## Source text
(Photo: Noriko Hayashi/Bloomberg)

(Photo: Noriko Hayashi/Bloomberg)

By Amir Mizroch - May 11, 2019

TEL AVIV --Executives from Israeli cyber intelligence firm, KELA Group, which monitors hacking threats in the dark recesses of the Dark Net –a vast unknown and encrypted part of the Internet that most of us never see--recently met with a large Japanese carmaker with news that it was wide open to a particularly vicious hacking attack called WannaCry. There were signs the hackers were about to launch the attack on automated processes the carmaker heavily relies on. Once in control of the automation systems at the factories, the hackers would extort a ransom, a method known as a ransomware attack, recalls Doron Levit, a KELA executive. What’s worse, Levit said, is that the attackers had exploited a known cyber vulnerability which the carmaker’s security team had not patched, and which had already sowed chaos at manufacturers and hospitals worldwide.

It was their lucky day,” Levit says, adding that the tip-off was very well received by the Japanese company's management.

It was a lucky break for Levit’s company too, who had recently signed a business development partnership with Japanese investment firm Hijojo Partners to access large Japanese industrial corporations dealing with complex automation and robotics processes –two areas of increasing strategic economic priority for Japan.

## Work instructions
1. Summarize the article about KELA Group in two sentences.
2. Copy out the article about KELA Group word for word, everything from "By Amir Mizroch" down to "and hospitals worldwide.".

## Records supplied
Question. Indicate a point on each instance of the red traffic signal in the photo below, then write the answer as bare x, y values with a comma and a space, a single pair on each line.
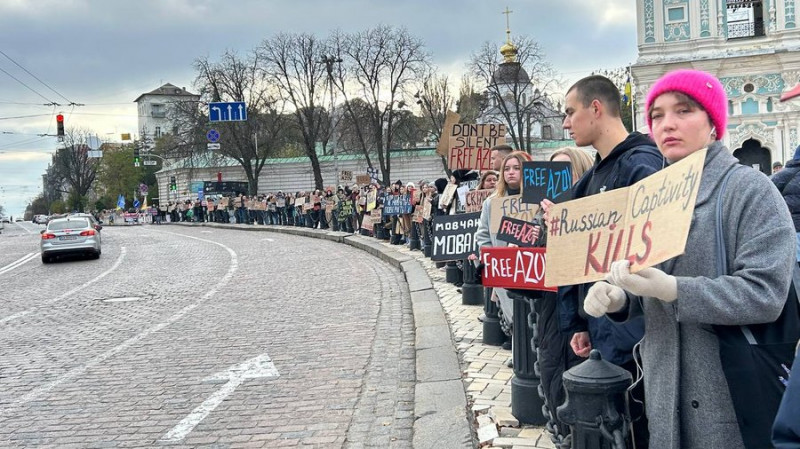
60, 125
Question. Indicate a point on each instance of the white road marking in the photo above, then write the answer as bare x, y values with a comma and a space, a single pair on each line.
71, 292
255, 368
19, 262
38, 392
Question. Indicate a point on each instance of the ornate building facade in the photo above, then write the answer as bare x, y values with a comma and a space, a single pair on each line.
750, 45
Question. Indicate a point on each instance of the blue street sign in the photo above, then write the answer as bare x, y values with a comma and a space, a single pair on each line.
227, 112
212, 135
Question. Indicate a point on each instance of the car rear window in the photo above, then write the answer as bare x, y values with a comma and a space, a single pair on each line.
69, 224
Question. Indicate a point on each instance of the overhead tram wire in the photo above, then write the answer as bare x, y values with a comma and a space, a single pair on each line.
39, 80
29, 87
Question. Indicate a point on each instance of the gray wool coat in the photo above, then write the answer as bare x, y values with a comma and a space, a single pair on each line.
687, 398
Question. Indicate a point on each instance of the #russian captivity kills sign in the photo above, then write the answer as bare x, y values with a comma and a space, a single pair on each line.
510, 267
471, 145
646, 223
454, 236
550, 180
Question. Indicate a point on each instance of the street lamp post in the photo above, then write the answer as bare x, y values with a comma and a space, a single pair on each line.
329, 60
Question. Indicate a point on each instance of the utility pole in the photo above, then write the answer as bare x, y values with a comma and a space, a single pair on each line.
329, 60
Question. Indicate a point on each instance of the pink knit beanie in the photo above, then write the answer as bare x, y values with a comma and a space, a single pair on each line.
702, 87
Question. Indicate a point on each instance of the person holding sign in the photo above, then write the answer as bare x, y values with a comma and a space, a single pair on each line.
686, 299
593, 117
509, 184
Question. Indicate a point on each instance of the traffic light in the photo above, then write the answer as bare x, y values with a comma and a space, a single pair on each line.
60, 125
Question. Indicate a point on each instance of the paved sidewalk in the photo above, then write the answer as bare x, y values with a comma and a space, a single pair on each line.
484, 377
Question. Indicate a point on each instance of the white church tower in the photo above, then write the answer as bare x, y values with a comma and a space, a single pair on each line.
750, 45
...
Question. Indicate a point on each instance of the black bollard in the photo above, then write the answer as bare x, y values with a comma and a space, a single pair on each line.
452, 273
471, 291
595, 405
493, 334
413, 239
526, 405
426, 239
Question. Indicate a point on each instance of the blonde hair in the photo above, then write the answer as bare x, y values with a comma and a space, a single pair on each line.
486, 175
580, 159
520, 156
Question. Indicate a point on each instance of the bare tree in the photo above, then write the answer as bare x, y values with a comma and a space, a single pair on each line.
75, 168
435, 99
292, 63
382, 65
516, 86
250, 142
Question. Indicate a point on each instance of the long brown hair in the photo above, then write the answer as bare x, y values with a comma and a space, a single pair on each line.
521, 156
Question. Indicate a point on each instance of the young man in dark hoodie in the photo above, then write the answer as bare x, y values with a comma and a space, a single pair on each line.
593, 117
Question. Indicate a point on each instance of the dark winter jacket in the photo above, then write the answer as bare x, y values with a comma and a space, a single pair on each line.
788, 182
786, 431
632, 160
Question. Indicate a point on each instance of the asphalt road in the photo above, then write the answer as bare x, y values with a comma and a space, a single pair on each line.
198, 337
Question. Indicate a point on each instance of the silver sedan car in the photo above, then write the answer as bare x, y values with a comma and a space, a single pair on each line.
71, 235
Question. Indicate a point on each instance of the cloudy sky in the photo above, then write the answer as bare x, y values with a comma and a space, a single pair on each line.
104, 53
...
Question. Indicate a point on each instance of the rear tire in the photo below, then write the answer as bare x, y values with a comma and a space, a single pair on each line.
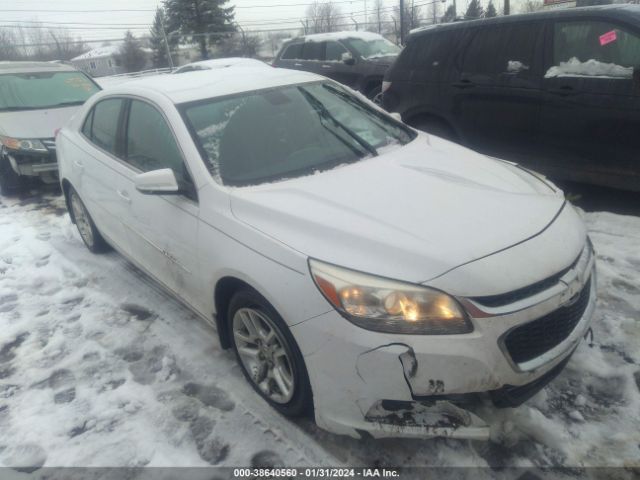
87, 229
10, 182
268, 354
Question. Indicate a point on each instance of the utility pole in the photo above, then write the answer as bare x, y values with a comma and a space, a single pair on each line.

## Results
1. Executives from the Israeli cyber intelligence firm KELA Group, which monitors hacking threats on the Dark Net, warned a large Japanese carmaker that it was open to a WannaCry ransomware attack on the automated processes it relies on, through a known vulnerability its security team had not patched. The management of the Japanese company welcomed the tip-off, and it was also a lucky break for KELA, which had recently signed a business development partnership with the Japanese investment firm Hijojo Partners to reach large Japanese industrial corporations.

2.
By Amir Mizroch - May 11, 2019

TEL AVIV --Executives from Israeli cyber intelligence firm, KELA Group, which monitors hacking threats in the dark recesses of the Dark Net –a vast unknown and encrypted part of the Internet that most of us never see--recently met with a large Japanese carmaker with news that it was wide open to a particularly vicious hacking attack called WannaCry. There were signs the hackers were about to launch the attack on automated processes the carmaker heavily relies on. Once in control of the automation systems at the factories, the hackers would extort a ransom, a method known as a ransomware attack, recalls Doron Levit, a KELA executive. What’s worse, Levit said, is that the attackers had exploited a known cyber vulnerability which the carmaker’s security team had not patched, and which had already sowed chaos at manufacturers and hospitals worldwide.